[Dataset entries]
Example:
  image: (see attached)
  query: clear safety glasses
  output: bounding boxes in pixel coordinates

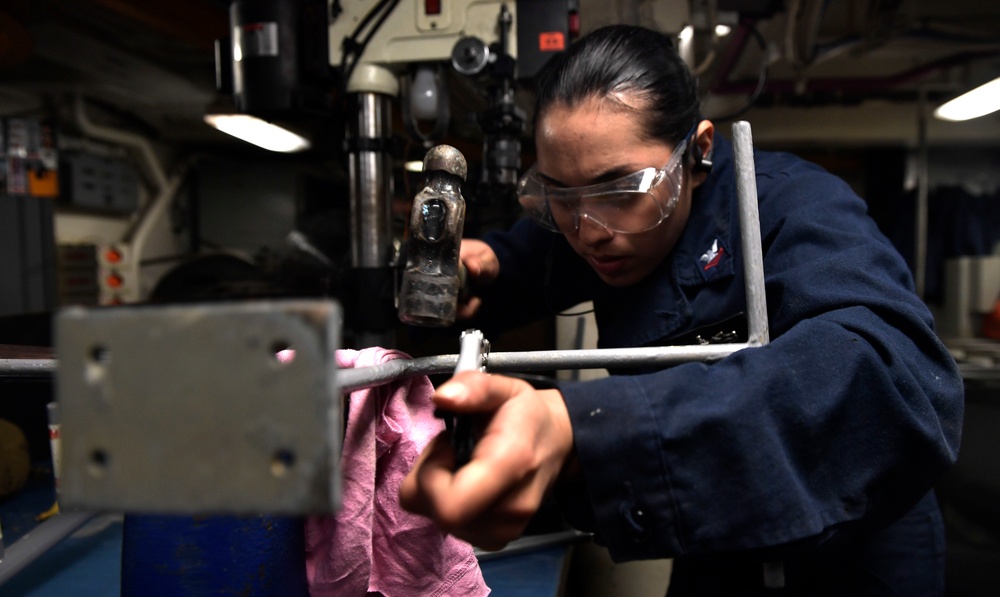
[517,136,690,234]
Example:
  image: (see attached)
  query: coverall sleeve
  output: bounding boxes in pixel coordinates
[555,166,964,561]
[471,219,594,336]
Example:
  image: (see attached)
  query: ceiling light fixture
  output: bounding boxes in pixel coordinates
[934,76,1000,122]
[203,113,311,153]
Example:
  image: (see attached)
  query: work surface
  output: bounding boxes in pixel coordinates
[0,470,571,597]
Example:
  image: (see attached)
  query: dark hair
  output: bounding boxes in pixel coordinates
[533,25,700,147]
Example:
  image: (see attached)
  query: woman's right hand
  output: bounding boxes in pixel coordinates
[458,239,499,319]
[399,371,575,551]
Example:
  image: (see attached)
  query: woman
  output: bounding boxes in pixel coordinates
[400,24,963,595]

==

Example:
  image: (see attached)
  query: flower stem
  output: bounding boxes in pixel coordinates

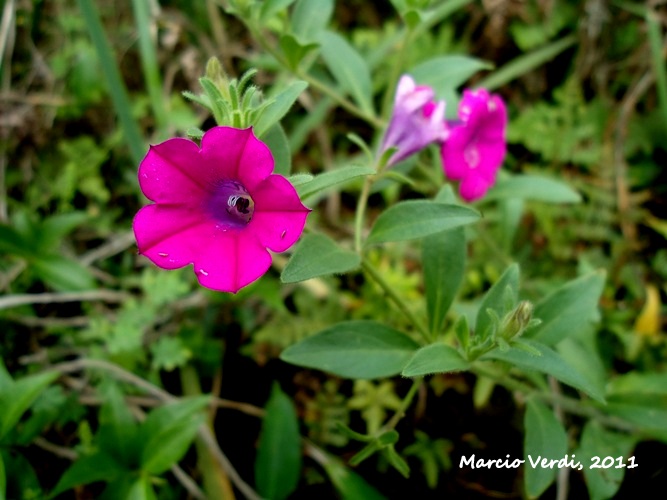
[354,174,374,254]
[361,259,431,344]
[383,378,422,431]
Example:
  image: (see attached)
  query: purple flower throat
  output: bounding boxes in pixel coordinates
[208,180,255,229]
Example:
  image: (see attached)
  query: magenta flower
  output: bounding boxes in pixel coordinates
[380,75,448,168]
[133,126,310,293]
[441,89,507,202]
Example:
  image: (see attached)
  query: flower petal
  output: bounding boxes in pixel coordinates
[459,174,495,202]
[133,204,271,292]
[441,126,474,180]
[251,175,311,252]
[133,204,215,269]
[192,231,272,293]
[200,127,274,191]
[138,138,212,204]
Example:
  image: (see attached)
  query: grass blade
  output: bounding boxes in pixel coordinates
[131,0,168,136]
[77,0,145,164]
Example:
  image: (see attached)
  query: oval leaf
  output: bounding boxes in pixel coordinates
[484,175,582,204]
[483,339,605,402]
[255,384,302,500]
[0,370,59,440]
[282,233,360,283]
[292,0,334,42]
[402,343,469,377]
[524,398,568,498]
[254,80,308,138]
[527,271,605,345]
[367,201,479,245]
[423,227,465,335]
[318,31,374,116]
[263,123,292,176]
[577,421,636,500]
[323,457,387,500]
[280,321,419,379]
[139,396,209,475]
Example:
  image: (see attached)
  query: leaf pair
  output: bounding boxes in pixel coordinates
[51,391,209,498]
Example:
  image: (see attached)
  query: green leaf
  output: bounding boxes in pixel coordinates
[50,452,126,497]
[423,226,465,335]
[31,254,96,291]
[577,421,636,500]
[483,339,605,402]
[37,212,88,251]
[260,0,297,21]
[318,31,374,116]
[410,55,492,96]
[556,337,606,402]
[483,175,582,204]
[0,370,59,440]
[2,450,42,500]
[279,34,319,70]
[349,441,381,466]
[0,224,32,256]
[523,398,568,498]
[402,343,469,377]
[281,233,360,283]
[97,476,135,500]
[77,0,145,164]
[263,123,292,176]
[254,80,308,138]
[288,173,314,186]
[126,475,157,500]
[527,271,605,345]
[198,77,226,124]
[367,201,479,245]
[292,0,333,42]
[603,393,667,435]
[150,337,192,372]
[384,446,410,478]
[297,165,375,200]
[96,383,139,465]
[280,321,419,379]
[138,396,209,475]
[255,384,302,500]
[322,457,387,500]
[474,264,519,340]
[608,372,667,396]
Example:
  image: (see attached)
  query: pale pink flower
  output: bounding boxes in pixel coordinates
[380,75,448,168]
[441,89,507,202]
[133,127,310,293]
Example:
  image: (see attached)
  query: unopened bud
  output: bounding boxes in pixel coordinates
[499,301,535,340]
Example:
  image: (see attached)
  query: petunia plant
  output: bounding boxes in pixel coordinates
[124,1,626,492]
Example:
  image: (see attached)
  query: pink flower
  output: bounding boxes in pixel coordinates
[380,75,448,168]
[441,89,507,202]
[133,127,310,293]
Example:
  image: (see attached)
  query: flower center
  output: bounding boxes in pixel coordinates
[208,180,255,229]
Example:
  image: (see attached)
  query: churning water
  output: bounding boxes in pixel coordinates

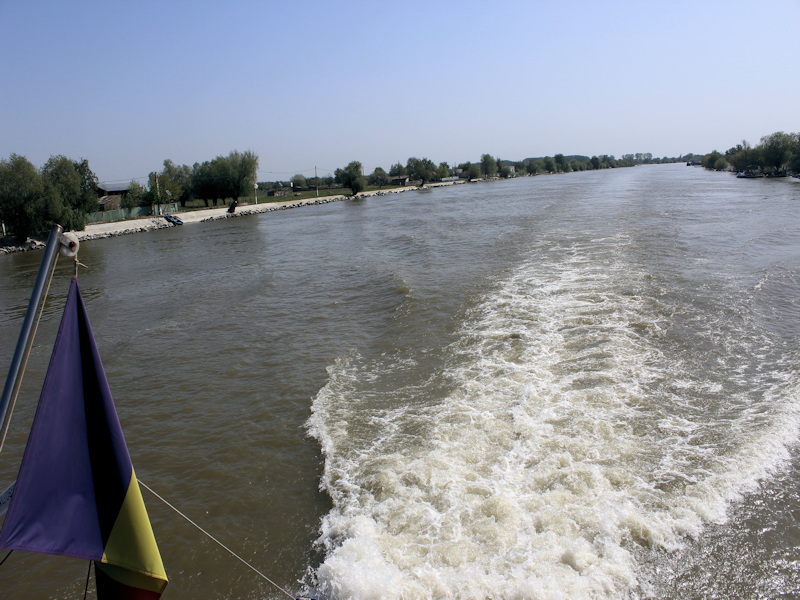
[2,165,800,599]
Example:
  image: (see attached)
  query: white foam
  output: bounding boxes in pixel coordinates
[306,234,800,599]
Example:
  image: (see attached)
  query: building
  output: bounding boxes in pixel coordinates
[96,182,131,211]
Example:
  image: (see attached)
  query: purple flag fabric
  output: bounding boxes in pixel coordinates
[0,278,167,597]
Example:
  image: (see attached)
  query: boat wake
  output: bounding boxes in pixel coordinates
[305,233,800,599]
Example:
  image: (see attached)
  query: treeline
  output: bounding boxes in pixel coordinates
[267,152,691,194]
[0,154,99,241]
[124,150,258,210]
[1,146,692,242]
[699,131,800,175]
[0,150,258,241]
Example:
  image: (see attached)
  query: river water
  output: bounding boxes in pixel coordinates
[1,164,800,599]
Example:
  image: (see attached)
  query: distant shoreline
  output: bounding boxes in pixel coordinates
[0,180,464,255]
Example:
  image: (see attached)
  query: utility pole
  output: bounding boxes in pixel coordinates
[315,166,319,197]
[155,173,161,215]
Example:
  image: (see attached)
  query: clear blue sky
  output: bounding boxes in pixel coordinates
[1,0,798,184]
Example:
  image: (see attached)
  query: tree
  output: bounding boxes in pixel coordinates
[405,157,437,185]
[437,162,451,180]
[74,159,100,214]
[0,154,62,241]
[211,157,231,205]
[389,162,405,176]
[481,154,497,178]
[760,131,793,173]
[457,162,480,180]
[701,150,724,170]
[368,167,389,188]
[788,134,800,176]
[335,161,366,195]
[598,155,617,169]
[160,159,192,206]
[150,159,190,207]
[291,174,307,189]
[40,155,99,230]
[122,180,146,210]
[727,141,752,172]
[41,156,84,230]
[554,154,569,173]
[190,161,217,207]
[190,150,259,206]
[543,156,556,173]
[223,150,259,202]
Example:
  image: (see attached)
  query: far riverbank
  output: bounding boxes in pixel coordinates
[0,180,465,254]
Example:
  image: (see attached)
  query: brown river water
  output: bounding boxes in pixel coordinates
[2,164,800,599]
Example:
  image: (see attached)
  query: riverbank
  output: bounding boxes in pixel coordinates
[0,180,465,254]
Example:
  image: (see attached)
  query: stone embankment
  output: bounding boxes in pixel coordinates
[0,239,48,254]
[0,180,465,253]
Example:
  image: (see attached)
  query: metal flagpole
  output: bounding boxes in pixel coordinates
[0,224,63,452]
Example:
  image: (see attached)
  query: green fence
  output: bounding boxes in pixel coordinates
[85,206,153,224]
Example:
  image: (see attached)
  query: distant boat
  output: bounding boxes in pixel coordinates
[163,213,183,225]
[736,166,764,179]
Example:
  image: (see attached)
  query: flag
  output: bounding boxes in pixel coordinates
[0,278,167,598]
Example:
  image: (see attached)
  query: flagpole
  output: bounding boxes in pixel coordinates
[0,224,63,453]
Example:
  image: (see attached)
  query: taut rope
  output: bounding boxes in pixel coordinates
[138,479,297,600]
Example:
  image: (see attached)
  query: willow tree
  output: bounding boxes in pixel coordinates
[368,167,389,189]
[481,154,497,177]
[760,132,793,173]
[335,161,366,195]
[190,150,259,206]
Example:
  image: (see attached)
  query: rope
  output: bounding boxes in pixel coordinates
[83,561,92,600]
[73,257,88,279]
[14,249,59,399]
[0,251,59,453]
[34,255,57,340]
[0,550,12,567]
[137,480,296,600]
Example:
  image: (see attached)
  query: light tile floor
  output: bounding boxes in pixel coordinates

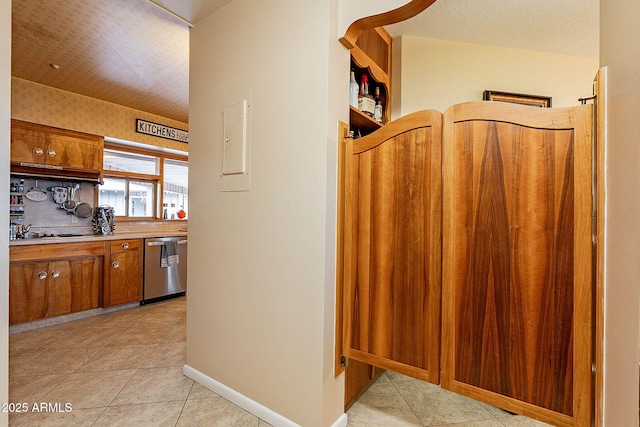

◆ WORK REQUEST: Show me every line of the entries above that holds "light".

◆ WRITTEN SOLUTION:
  query: ceiling light fixture
  query: light tile floor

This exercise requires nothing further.